*** Extracted entries Section Begins ***

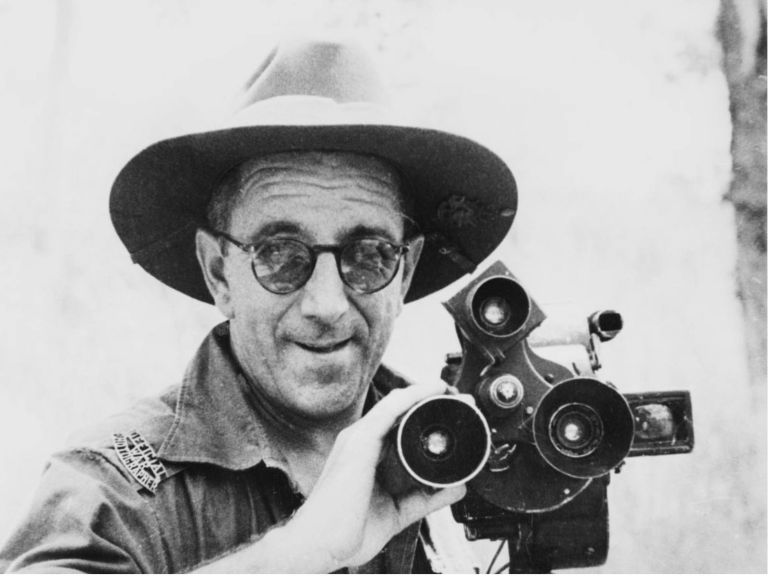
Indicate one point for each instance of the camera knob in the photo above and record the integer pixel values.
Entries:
(503, 392)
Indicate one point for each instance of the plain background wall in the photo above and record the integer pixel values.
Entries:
(612, 115)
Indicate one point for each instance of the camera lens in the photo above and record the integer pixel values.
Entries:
(437, 442)
(500, 307)
(576, 430)
(495, 310)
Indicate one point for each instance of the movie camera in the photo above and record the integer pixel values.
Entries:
(540, 443)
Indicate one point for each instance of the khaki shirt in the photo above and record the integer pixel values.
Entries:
(174, 482)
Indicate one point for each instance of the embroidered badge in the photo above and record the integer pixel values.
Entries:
(140, 459)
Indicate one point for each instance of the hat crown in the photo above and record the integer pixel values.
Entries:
(341, 71)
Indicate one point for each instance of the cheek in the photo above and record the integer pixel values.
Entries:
(382, 315)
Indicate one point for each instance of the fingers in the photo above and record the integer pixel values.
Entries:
(420, 502)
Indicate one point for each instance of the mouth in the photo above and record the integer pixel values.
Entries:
(323, 347)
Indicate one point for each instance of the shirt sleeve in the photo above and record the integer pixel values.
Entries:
(86, 517)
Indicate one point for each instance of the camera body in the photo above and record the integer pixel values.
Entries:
(555, 430)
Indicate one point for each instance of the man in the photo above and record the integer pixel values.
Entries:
(308, 223)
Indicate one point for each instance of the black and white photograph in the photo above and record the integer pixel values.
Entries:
(383, 286)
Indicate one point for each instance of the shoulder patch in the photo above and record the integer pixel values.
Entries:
(140, 459)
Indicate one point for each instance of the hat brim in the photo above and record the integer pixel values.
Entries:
(465, 195)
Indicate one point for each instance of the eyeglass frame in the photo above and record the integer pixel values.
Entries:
(315, 250)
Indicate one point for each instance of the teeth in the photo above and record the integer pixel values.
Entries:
(323, 349)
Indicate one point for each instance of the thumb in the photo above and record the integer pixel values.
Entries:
(421, 502)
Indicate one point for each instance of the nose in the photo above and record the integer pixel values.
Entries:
(323, 296)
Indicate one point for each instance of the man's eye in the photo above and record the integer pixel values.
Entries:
(279, 251)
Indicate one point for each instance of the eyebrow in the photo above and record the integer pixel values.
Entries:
(288, 227)
(274, 228)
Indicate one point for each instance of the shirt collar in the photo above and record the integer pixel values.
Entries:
(213, 423)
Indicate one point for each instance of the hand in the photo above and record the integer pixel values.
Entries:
(348, 518)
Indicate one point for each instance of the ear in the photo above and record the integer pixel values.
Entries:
(211, 259)
(410, 261)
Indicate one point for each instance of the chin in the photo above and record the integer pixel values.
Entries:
(332, 398)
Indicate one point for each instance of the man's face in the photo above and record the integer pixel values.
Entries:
(313, 352)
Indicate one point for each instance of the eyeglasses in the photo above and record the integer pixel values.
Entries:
(283, 265)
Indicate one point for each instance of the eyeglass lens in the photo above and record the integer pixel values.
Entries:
(283, 265)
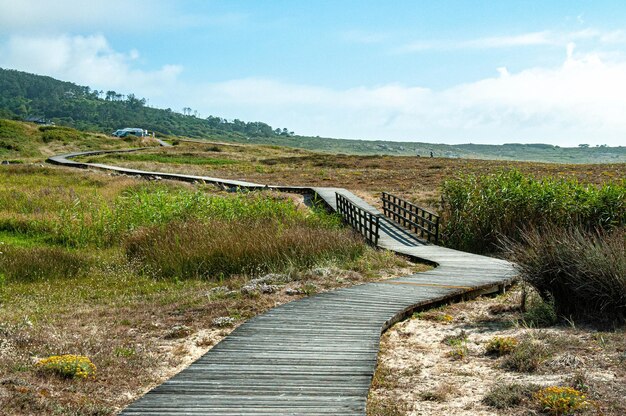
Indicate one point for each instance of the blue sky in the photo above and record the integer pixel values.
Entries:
(445, 71)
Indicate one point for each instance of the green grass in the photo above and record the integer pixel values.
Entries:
(216, 249)
(478, 211)
(183, 159)
(20, 141)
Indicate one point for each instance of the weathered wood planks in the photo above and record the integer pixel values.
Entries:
(314, 356)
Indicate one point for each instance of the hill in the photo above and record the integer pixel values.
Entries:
(24, 95)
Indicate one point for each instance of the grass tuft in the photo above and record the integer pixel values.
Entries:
(583, 274)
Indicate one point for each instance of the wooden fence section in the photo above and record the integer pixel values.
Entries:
(422, 222)
(364, 222)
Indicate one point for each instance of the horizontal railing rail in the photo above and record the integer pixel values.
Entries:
(416, 219)
(364, 222)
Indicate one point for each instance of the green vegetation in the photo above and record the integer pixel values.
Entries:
(218, 248)
(183, 159)
(527, 355)
(501, 346)
(20, 141)
(65, 103)
(68, 366)
(478, 211)
(174, 230)
(133, 274)
(557, 400)
(509, 395)
(579, 274)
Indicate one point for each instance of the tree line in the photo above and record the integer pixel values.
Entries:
(25, 95)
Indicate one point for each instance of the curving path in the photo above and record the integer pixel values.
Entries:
(317, 355)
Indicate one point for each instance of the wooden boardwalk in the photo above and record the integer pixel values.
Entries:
(317, 355)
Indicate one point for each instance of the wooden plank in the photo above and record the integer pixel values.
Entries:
(317, 355)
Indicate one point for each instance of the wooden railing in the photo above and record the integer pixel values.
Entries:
(364, 222)
(422, 222)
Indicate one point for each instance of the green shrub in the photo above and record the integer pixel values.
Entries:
(68, 366)
(501, 346)
(540, 312)
(509, 395)
(527, 356)
(561, 400)
(582, 273)
(216, 248)
(479, 210)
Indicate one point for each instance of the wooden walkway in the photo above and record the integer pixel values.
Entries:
(317, 355)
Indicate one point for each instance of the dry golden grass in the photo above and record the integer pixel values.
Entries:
(418, 179)
(136, 329)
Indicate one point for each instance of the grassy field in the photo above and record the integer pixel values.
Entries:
(26, 142)
(488, 357)
(513, 151)
(418, 179)
(107, 266)
(79, 275)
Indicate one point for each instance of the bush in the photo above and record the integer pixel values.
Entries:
(561, 400)
(539, 313)
(582, 273)
(478, 210)
(500, 346)
(509, 395)
(219, 248)
(68, 366)
(527, 356)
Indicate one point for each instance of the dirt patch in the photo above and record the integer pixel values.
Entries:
(439, 363)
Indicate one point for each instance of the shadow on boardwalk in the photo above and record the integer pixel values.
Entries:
(314, 356)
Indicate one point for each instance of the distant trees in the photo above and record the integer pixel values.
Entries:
(23, 94)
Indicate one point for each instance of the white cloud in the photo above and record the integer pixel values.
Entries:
(86, 60)
(542, 38)
(28, 17)
(580, 101)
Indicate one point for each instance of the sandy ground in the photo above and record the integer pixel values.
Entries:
(419, 373)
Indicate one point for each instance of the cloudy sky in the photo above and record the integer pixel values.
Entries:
(440, 71)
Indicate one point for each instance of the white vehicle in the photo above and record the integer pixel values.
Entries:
(129, 131)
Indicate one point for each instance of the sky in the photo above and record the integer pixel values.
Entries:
(467, 71)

*** Extracted entries Section Ends ***

Although the records contain pictures, the copy should consist of their text alone, reproduced exactly.

**Answer:**
Indicate one point for each instance of the camera knob in the photo above and record the integer pixel values.
Entries:
(503, 392)
Indicate one point for each instance of the plain background wall in the photo above and record the integer pixel values.
Entries:
(612, 115)
Indicate one point for each instance of the camera lens in the photo above and record the integer pixel values.
Entries:
(437, 442)
(500, 307)
(576, 430)
(495, 310)
Indicate one point for each instance of the movie camera in the photo above and record the integer pixel values.
Entries:
(540, 443)
Indicate one point for each instance of the khaki shirt in the photo above and record the integer pixel values.
Entries:
(174, 482)
Indicate one point for each instance of the embroidered badge in the photo above and record the integer pixel values.
Entries:
(140, 459)
Indicate one point for each instance of the hat crown in the photo above and record the integer pixel values.
Entries:
(341, 71)
Indicate one point for each instance of the cheek in the photo above and record the integer pixel values.
Entries:
(382, 315)
Indicate one point for each instance of the fingers in the photo above and record the integer pixel values.
Entries:
(420, 502)
Indicate one point for each instance of the mouth in the photo above and record the integer pixel values.
Entries:
(323, 347)
Indicate one point for each instance of the shirt sleeve in the photo above and record the integer pixel values.
Entries:
(86, 517)
Indicate one point for each instance of the camera body in the photo above and record the integer pixel values.
Entries:
(555, 430)
Indicate one point for each instance of the man in the photo above and record the integer pixel values.
Entries:
(308, 223)
Indicate one point for each instance of the black and white photograph in the photo above and record the integer pixel values.
Entries:
(383, 286)
Indicate one point for each instance of the shoulder patch in the photo above and record the integer pixel values.
Entries:
(140, 459)
Indicate one point for each instance of the hat brim in the photo above and record the integer pixel values.
Entries:
(465, 195)
Indicate one point for each instance of the eyeglass frame in the photo above and record the integer pixel values.
Entries:
(315, 250)
Indicate one point for each instance of the teeth in the photo above and record the integer pixel values.
Entries:
(323, 349)
Indicate one point for each instance of the thumb in the photo above and record the integer pixel values.
Entries:
(421, 502)
Indicate one point for each instance of the nose in the photo above and record the integer pixel values.
Entries:
(323, 296)
Indicate one point for each instance of the man's eye in the photo above and record the integer pixel values.
Entries:
(279, 251)
Indicate one point for each instance of the eyebrow in the photo above and record the integer pixel values.
Entries:
(288, 227)
(274, 228)
Indicate one point for each instance of the shirt collar in the photo above and record the integer pixel values.
Entries:
(213, 423)
Indicate one point for each instance of the hand in the photo above and record the integer pixel values.
Entries:
(348, 518)
Indicate one point for each instance of the ear in the photo above and record the integer pixel values.
Entries:
(211, 259)
(410, 261)
Indicate one point for each instance of the chin in the photo above and record the integer pixel values.
Entries:
(332, 398)
Indicate one point for each instance of the man's face in the photo above and record the integer pixel values.
Entries:
(313, 352)
Indicate one point for each instance of the eyeglasses in the photo above and record the integer pixel values.
Entries:
(283, 265)
Indicate one point for each instance of the eyeglass lens in the photo above and record the integer pixel values.
Entries:
(283, 265)
Indicate one point for each instance of the blue sky in the photo above and record the integer pixel values.
Entries:
(445, 71)
Indicate one point for each instance of the green grass in the photo above and record the integer pixel values.
Entries:
(216, 249)
(478, 211)
(183, 159)
(20, 141)
Indicate one point for each instance of the weathered wood planks in the photo above and record the integer pixel values.
Entries:
(314, 356)
Indicate one point for each instance of the hill in the photo above and record the integer pixel values.
Entries:
(24, 95)
Indicate one point for each instance of the grass tuft in the photo above and record the integer pixel values.
Entries:
(583, 274)
Indicate one point for each instance of the wooden fence section in the photo above and record the integer pixel values.
Entries:
(422, 222)
(364, 222)
Indicate one point for each instance of the horizontal railing rail in the photo above and record the integer pixel values.
Entries:
(416, 219)
(364, 222)
Indicate one point for each instance of the green vegetation in the photo above and record the integer pixel values.
Entries:
(218, 248)
(183, 159)
(527, 355)
(501, 346)
(20, 141)
(65, 103)
(68, 366)
(478, 211)
(174, 230)
(133, 274)
(557, 400)
(509, 395)
(579, 274)
Indicate one point for each instance of the tree line in the photo above and record the integer pixel values.
Entries:
(25, 95)
Indicate one point for each instance of the curving path in the photo above and record the integer pixel values.
Entries:
(317, 355)
Indicate one point for each instance of the wooden boardwalk in the photo above and record the integer pixel values.
Entries:
(317, 355)
Indicate one point for each instance of the wooden plank in the photo above and record the integer pixel values.
Entries:
(317, 355)
Indicate one point for each instance of the wooden railing in the photo above and record the integer pixel values.
Entries:
(364, 222)
(422, 222)
Indicate one point for each instance of the green shrub in the photo above and record the integer pixel values.
Entries:
(68, 366)
(501, 346)
(540, 312)
(509, 395)
(527, 356)
(561, 400)
(582, 273)
(216, 248)
(479, 210)
Indicate one point for each instance of the wooden walkway in the photo above and record the integer pixel values.
Entries:
(317, 355)
Indicate one point for each instance of the dry golden grass in the photo above and record the integer pixel values.
Entries:
(418, 179)
(136, 329)
Indicate one point for each instance of the grassy field in the photo above and record the integer pixel values.
Entries:
(26, 142)
(488, 357)
(513, 151)
(418, 179)
(107, 266)
(79, 275)
Indicate one point for each instance of the bush in the photo above and record the integer pixel values.
Entries:
(561, 400)
(539, 313)
(582, 273)
(478, 210)
(500, 346)
(509, 395)
(219, 248)
(68, 366)
(527, 356)
Indicate one point for each instance of the dirt patch in the photo above and record the integer pixel values.
Entries:
(439, 363)
Indicate one point for each instance of the shadow on boardwalk in the photo above and record the integer pixel values.
Entries:
(314, 356)
Indicate one point for each instance of the distant trees in the photo above and record the integer pixel values.
Entries:
(23, 94)
Indicate one point for each instance of the white cloud in the photo above and record the integer pixel values.
Entries:
(86, 60)
(542, 38)
(28, 17)
(580, 101)
Indicate one point for each instance of the sandy ground in the photo above and record the integer pixel values.
Entries:
(419, 373)
Indicate one point for each instance of the cloudy sky in the photo above and record the integer pixel values.
Entries:
(440, 71)
Indicate one point for each instance of the white vehicle in the photo above and record the integer pixel values.
Entries:
(129, 131)
Indicate one point for each instance of the sky in the photo above and record the integer pixel values.
Entries:
(467, 71)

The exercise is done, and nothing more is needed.